*Your objective:* Echo back each of the lines below without altering a single character.

*Material for the task:*
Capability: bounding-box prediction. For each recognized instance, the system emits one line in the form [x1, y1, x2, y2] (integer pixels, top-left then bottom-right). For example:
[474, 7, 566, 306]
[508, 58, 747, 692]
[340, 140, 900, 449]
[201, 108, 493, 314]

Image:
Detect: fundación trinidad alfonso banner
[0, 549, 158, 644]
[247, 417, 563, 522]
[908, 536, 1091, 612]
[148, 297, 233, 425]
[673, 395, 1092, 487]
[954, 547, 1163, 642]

*Exercise answer:*
Capability: bounding-box prediction. For each recognized instance, the system emits one line in the form [x1, y1, x2, y2] (integer pixels, top-left then bottom-right). For example:
[474, 7, 566, 306]
[508, 58, 747, 692]
[340, 140, 900, 449]
[201, 108, 493, 314]

Image:
Detect: fundación trinidad alfonso banner
[0, 549, 158, 644]
[247, 417, 563, 522]
[908, 536, 1091, 612]
[148, 297, 233, 425]
[673, 395, 1092, 487]
[954, 547, 1163, 642]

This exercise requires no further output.